Extract provided:

A virus in search of asylum

This satirical treatment of coronavirus as a new type of migrant presents an elegant parody on patronising attitude to refugees, a cry for help in disguise. As a Moscow-born bilingual novelist, broadcaster and short story writer, Zinovy Zinik has been reflecting on the notions of alienation and exile in his prose for many years. His citizenship was revoked by the authorities in 1975 after he was forced to emigrate from the Soviet Union. He has been living and working in London since 1976. Many thanks to ZZ for allowing us to publish this piece.

We should put a stop to the paranoid demonisation of coronavirus orchestrated mainly by white privileged elderly males who imagine they are the prime targets of this so-called “pandemic”. These scaremongers isolate themselves from the virus in their social ghettoes, but none can give a clear definition of the coronavirus’s symptoms, just as nobody can provide a list of the Semitic features defining a Jew without resorting to Nazi stereotypes. Sometimes, the virus’ presence – nay, its very existence – is extremely difficult to detect. In fact, nobody, unless he or she has been tested in hospital, can state with certainty whether he or she had the virus and then recovered, or just had a severe flu attack. False accusations of murder by the virus grow by the day: a person dies of Spanish flu or chicken pox but coronavirus is picked out and blamed for the crime. It has been held responsible for all thinkable and unthinkable illnesses. The elitist malicious nature of the virus is also fake news: it is egalitarian in its choice of abode and ageing progressive liberals are not its only “victims”. The facts demonstrate the inherent multiculturalism of the coronavirus – it affects different races and ethnic minorities differently.

Dataset extract:
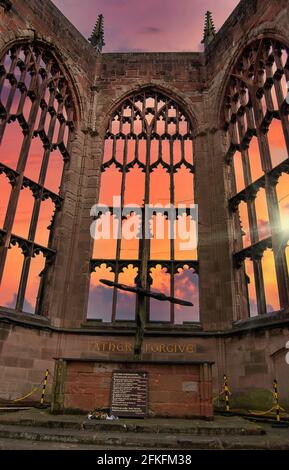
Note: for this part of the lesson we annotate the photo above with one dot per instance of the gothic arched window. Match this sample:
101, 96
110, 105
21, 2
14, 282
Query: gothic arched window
148, 159
256, 115
36, 121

Work required: According to the introduction to the satirical piece on coronavirus, since what year has Zinovy Zinik been living and working in London?

Answer box: Since 1976.